Ten Bobsworth wrote:What do you think MPs do when they get a complaint from constituents, Sluffy?
If you don't know, let me tell you. One thing they will often or usually do is write to the relevant Minister. Not that it does much good but it looks like they have done something and it does go on the record.
The system is based on fobbing off and obfuscation whilst grinding down and wearing out anyone and everyone with genuine concerns.
Quite simply, that's probably how it got as bad as it did in the Post Office and its barely any different in the NHS.
My local hospital was granted its coveted 'Foundation Trust' status by the coalition despite having the highest hospital-related mortality rates in the whole of England and whilst mothers and babies died needlessly through neglect at Furness General Hospital (under the same Trust control). Anyone in-house that blew the whistle were out of the house before you could say Jack Robinson.
The Inquiry into Furness General wasn't a public inquiry, its terms of reference were narrow and its chairman seemed to have been given the job because he was 'a safe pair of hands'. In other words it was 'managed'.
Patient care counts for very little when compared with governments 'flavour of the month' agendas.
Professor Tim is right. The one who pays the piper calls the tune and, so far as I can ascertain, insufficient time seems to have have been allocated to questioning the pipers in this Inquiry. But some of them will appear and that's good.
Oh but
I DO KNOW what MP's do when they get a complaint from constituents because I was the one that had the job of answering them!
What they do in fact is write to the responsible body, so if it was for a PO complaint, they would in the first instance write on behalf of their constituent to the PO's CEO. who would pass it down to someone like me to reply.
I/others doing the same role, would be handed it by the CEO and would in turn refer it to the relevant head of that service responsible to reply and to respond in their name (or reply in the CEO's name and pass on to the CEO for signature).
So in reality it would be the van den Bogerds and Vennells of the organisation who would be the ones supplying the replies to the MP's - the same van den Bogerds and Vennells who would be on the PO's Management Team, briefing the PO's Board of Directors, attending Parliaments committees of inquiry and giving evidence at the High Court.
Of course if the MP's such as Arbuthnot were not happy with the replies they were getting from the PO they would write directly to the Minister who in turn would contact the PO which would in turn would follow exactly the same procedure to respond.
Obviously the PO would know that they need to do more to appease the Minister and that's why they came up with the commissioning of the various reports from the forensic accountants, the mediation scheme, and ultimately face the High Court - but all the time it would be the van den Bogerds and Vennells who would be the gatekeepers and the ones who are briefing everyone above them and/or external to the PO - including the Ministers, that there WASN'T an issue and the Horizon was 'robust', when at least van den Bogerd (and others in the PO) KNEW by then differently and presumably Vennell knew too or was in denial of the fact.
● ● ● ●
WHAT YOU HAVE TO DO: Edit the post, starting at the words "So in reality" and stopping after "procedure to respond.". Change "committees of inquiry" to "select committees".

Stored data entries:
● ● ● ●
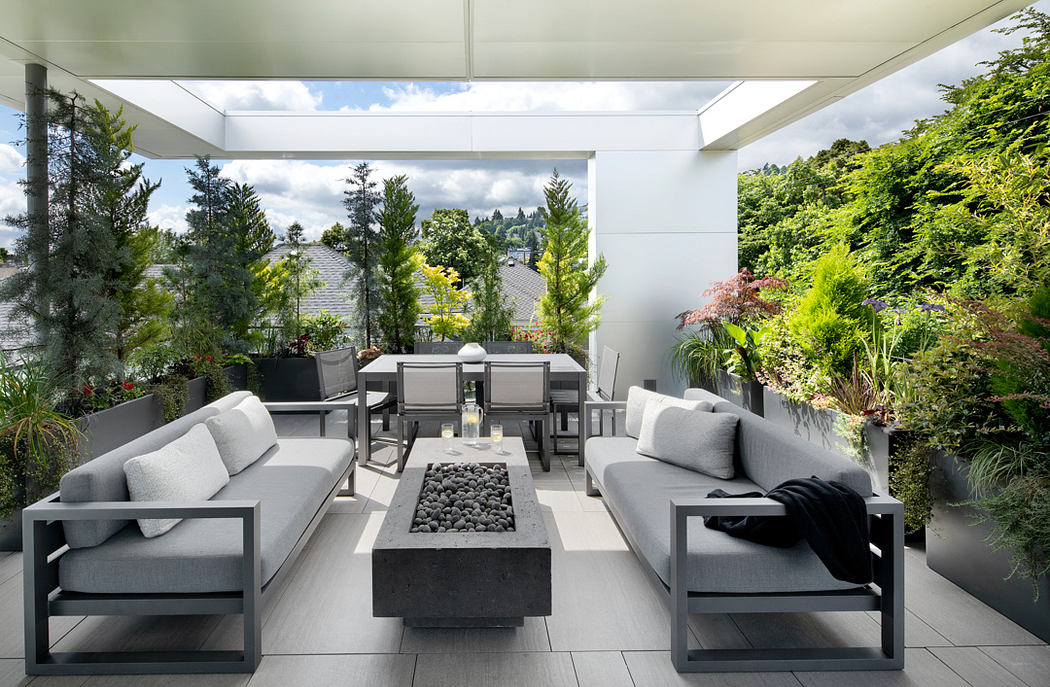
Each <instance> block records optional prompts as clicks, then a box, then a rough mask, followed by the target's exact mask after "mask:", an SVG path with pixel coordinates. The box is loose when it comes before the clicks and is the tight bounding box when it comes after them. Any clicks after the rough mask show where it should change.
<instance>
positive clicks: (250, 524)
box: [23, 392, 356, 674]
mask: <svg viewBox="0 0 1050 687" xmlns="http://www.w3.org/2000/svg"><path fill="white" fill-rule="evenodd" d="M250 395H251V394H250V393H249V392H235V393H233V394H230V395H229V396H226V397H224V398H222V399H219V400H217V401H215V402H214V403H211V404H209V405H206V407H204V408H202V409H201V410H198V411H195V412H193V413H190V414H189V415H187V416H185V417H183V418H180V419H177V420H175V421H173V422H171V423H168V424H166V425H164V426H161V428H159V429H156V430H153V431H152V432H149V433H148V434H146V435H144V436H142V437H140V438H138V439H135V440H133V441H131V442H129V443H127V444H125V445H123V446H121V447H118V449H116V450H113V451H111V452H109V453H107V454H104V455H102V456H99V457H98V458H96V459H95V460H92V461H90V462H87V463H85V464H83V465H81V466H79V467H77V469H75V470H74V471H71V472H69V473H68V474H66V475H65V476H64V477H63V478H62V482H61V487H60V492H59V493H58V494H55V495H53V496H50V497H48V498H46V499H43V500H41V501H39V502H38V503H36V504H34V505H31V506H28V507H27V508H25V509H24V512H23V519H24V520H23V522H24V532H25V538H24V570H25V574H24V586H25V594H24V601H25V611H26V612H25V642H26V651H25V665H26V672H27V673H29V674H42V673H49V674H55V673H143V672H250V671H253V670H254V669H255V667H256V666H257V665H258V662H259V660H260V657H261V647H260V637H261V634H260V621H261V612H260V611H261V604H262V601H264V599H265V598H266V596H267V594H268V592H269V591H270V590H272V589H275V588H276V587H277V585H278V581H279V580H280V579H281V578H282V577H283V575H285V574H287V573H288V570H289V569H290V568H291V566H292V565H291V564H292V562H293V561H294V559H295V557H296V556H297V555H298V553H299V551H300V550H301V549H302V547H303V545H304V544H306V542H307V540H308V539H309V537H310V536H311V534H312V533H313V530H314V528H315V527H316V526H317V524H318V523H319V521H320V519H321V517H322V516H323V515H324V513H325V511H327V509H328V506H329V504H330V503H331V501H332V499H333V498H334V497H335V496H336V495H337V494H338V493H340V488H341V487H342V485H343V484H344V483H346V484H348V491H346V492H343V493H344V494H353V488H354V470H355V467H356V458H355V447H354V443H353V440H350V439H334V438H333V439H330V438H313V437H280V438H278V440H277V443H276V444H275V445H273V446H271V447H270V449H268V450H266V452H265V453H262V454H261V456H260V457H259V458H258V459H257V460H256V461H255V462H253V463H252V464H250V465H249V466H248V467H246V469H244V470H243V471H241V472H238V473H236V474H234V475H232V476H230V478H229V482H228V483H227V484H226V485H225V486H223V487H222V488H220V491H218V492H217V493H216V494H215V495H214V496H212V497H211V498H210V499H208V500H205V501H195V502H162V501H131V500H129V494H128V484H127V480H126V478H125V472H124V464H125V462H127V461H128V460H129V459H131V458H134V457H137V456H141V455H143V454H149V453H150V452H154V451H156V450H159V449H161V447H163V446H165V445H167V444H168V443H170V442H171V441H173V440H175V439H178V438H180V437H183V436H184V435H186V433H187V432H188V431H189V430H190V429H191V428H193V426H194V425H198V424H201V423H203V422H205V421H206V420H207V419H208V418H210V417H214V416H218V415H219V414H220V413H223V412H225V411H228V410H230V409H232V408H234V407H235V405H236V404H237V403H239V402H240V401H243V400H245V399H246V398H248V397H249V396H250ZM336 408H345V409H346V410H348V411H349V412H350V413H351V415H352V414H353V403H352V402H351V403H334V404H333V410H334V409H336ZM264 415H265V414H264ZM146 517H156V518H173V517H174V518H185V520H183V521H182V522H181V523H178V524H177V525H176V526H174V527H173V528H172V529H171V530H170V532H167V533H166V534H163V535H161V536H156V537H153V538H146V537H145V536H144V535H143V534H142V532H141V530H140V527H139V526H138V525H137V523H135V522H134V520H135V519H139V518H146ZM66 545H68V548H64V547H65V546H66ZM56 554H57V556H56ZM49 557H51V558H50V560H48V558H49ZM197 613H204V615H207V613H243V615H244V628H245V630H244V650H243V651H194V652H170V653H164V654H150V655H142V654H138V653H133V652H119V653H104V654H103V653H89V652H77V653H53V652H51V651H50V649H49V639H48V618H49V617H50V616H83V615H197Z"/></svg>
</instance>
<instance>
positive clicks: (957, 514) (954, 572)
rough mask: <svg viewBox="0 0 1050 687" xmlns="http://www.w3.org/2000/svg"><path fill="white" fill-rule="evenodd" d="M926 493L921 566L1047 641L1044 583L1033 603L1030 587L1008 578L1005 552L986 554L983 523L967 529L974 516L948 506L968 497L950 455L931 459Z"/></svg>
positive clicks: (989, 552)
mask: <svg viewBox="0 0 1050 687" xmlns="http://www.w3.org/2000/svg"><path fill="white" fill-rule="evenodd" d="M932 462H933V474H932V476H931V478H930V490H931V491H932V496H933V519H932V520H931V521H930V524H929V526H928V527H927V528H926V565H928V566H929V568H930V569H931V570H933V571H936V573H938V574H939V575H941V576H943V577H945V578H947V579H948V580H950V581H951V582H953V583H955V584H957V585H959V586H960V587H962V588H963V589H965V590H966V591H968V592H969V594H970V595H972V596H973V597H975V598H976V599H979V600H981V601H983V602H984V603H986V604H988V605H989V606H991V607H992V608H994V609H995V610H997V611H999V612H1001V613H1003V615H1004V616H1006V617H1007V618H1009V619H1010V620H1012V621H1013V622H1015V623H1017V624H1018V625H1021V626H1022V627H1024V628H1025V629H1027V630H1028V631H1029V632H1031V633H1032V634H1035V636H1036V637H1038V638H1039V639H1041V640H1043V641H1044V642H1050V580H1048V578H1047V576H1043V578H1041V579H1039V581H1038V590H1039V598H1038V601H1037V602H1033V601H1032V599H1033V597H1034V594H1033V590H1032V584H1031V582H1030V581H1029V580H1027V579H1025V578H1021V577H1017V576H1014V577H1012V578H1010V579H1005V578H1006V577H1007V576H1008V575H1009V574H1010V569H1011V565H1010V556H1011V551H1008V550H999V551H996V550H992V548H991V547H990V546H989V545H988V543H987V542H986V541H985V540H986V539H987V538H988V536H989V534H991V527H990V525H989V524H988V523H982V524H980V525H973V524H971V523H972V522H973V516H974V515H975V513H976V511H975V509H974V508H972V507H971V506H965V505H961V506H953V505H951V504H952V503H961V502H963V501H966V500H968V499H970V498H972V497H973V494H972V492H970V490H969V485H968V484H967V482H966V478H967V473H968V469H967V466H966V465H964V464H962V463H960V462H959V461H958V460H957V458H955V457H954V456H950V455H947V454H944V453H938V454H937V455H936V456H934V457H933V459H932Z"/></svg>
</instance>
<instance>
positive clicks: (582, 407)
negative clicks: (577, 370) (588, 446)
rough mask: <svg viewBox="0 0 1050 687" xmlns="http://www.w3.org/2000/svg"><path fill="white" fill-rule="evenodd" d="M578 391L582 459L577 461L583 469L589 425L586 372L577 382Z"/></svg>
mask: <svg viewBox="0 0 1050 687" xmlns="http://www.w3.org/2000/svg"><path fill="white" fill-rule="evenodd" d="M576 389H579V392H580V393H579V397H580V408H579V409H577V415H576V418H577V419H576V436H577V437H579V439H576V443H577V444H580V457H579V459H577V460H576V464H577V465H580V466H581V467H583V466H584V444H585V443H587V437H586V436H584V428H586V425H587V423H586V422H584V419H585V417H586V416H585V413H586V412H587V371H586V370H585V371H583V372H581V373H580V376H579V378H577V381H576Z"/></svg>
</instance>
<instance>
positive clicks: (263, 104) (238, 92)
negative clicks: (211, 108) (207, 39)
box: [178, 81, 322, 111]
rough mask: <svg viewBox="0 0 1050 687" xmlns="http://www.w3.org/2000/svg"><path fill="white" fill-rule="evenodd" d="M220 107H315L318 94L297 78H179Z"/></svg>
mask: <svg viewBox="0 0 1050 687" xmlns="http://www.w3.org/2000/svg"><path fill="white" fill-rule="evenodd" d="M178 83H180V84H181V85H182V86H183V87H185V88H187V89H188V90H190V91H191V92H193V93H196V95H197V96H198V97H199V98H201V99H203V100H205V101H206V102H208V103H210V104H212V105H214V106H215V107H217V108H218V109H220V110H224V111H232V110H269V109H279V110H297V111H302V110H315V109H317V108H318V106H320V104H321V98H322V96H321V93H319V92H315V91H312V90H311V89H310V88H309V87H308V86H307V85H306V84H304V83H302V82H301V81H180V82H178Z"/></svg>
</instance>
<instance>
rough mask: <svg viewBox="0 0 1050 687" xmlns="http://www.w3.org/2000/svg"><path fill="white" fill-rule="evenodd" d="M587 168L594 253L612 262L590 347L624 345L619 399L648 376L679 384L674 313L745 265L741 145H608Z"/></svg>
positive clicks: (594, 158) (605, 275) (697, 303)
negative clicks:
● ● ● ●
TASK OUTPUT:
So in reality it would be the van den Bogerds and Vennells of the organisation who would be the ones supplying the replies to the MP's - the same van den Bogerds and Vennells who would be on the PO's Management Team, briefing the PO's Board of Directors, attending Parliaments select committees and giving evidence at the High Court.
Of course if the MP's such as Arbuthnot were not happy with the replies they were getting from the PO they would write directly to the Minister who in turn would contact the PO which would in turn would follow exactly the same procedure to respond.